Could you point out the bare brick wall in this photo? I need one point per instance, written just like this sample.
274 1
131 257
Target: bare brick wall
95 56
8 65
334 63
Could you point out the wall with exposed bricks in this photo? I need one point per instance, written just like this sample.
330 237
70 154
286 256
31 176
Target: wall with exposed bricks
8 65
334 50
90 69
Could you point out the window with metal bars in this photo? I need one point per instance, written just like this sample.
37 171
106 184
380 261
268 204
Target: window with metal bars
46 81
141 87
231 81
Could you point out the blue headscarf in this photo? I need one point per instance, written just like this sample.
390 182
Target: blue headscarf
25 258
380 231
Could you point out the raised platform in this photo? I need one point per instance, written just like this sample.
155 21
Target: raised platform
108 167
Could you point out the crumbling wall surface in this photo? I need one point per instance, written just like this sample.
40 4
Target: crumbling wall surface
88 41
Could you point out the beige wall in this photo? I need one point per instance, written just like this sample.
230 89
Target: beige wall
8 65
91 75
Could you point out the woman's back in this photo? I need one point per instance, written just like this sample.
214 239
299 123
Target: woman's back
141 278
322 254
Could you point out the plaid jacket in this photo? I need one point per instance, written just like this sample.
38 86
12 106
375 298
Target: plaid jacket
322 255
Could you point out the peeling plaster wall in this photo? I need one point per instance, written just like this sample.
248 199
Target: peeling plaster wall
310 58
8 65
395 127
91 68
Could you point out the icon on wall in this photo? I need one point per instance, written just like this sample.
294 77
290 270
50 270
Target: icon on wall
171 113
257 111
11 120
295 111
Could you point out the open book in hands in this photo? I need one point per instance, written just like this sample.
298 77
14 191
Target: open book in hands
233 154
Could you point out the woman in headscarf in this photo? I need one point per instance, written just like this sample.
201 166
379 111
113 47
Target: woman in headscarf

◆ **EXERCISE**
Send back all of the entries exactly, with nothing missing.

◆ **SOLUTION**
Could you point out the bare brick wall in this photo? I need one point per instance, written just like this sample.
274 1
131 257
Target: bare brick wall
95 56
8 65
334 63
Could you point out the wall with exposed bricks in this photo? I need one point per instance, written just like this sample.
330 237
70 154
286 256
31 176
Target: wall with exposed bricks
8 65
334 50
90 69
Could you point out the window with metal bars in this photo? I need one point per instance, written just like this sample.
37 171
106 184
380 261
268 204
Target: window with metal bars
46 81
141 87
231 81
Could you point out the blue headscarf in this photo? I need one point per instance, written just like this sample.
390 182
Target: blue headscarf
25 258
380 231
Could you point out the raised platform in this photo? I need one point per instance, written just like this sample.
155 21
Target: raised platform
108 167
Could you point out the crumbling wall surface in this photo? I need one point per instance, written just like this sample.
40 4
Target: crumbling wall surface
88 41
Could you point out the beige wall in this photo? I need one point per instance, written just like this sample.
230 89
Target: beige wall
8 65
91 75
Could you point out the woman's back in this photo? I need one point per instance, written just like this sample.
214 239
299 123
Target: woman's back
141 278
322 254
Could you point out the plaid jacket in this photo? I need one point per instance, written just like this sample.
38 86
12 106
375 298
Target: plaid jacket
322 255
Could you point out the peeling plaster wall in this photo? I need one point per instance, written just like this sample.
248 199
Target: peeling plaster wall
310 58
8 65
395 127
91 68
Could you point out the icon on wall in this photo? I need one point per instance, written just like this sample.
294 77
290 270
50 270
Target: icon on wall
171 113
257 111
11 120
295 111
Could you point out the open book in hands in this photo? I need one point per instance, written just like this sample.
298 77
14 191
Target: open book in hands
233 154
Could you point out the woman in headscarf in this photo? I need one point per instance, written just like this sample.
201 166
379 111
113 47
Target: woman in headscarf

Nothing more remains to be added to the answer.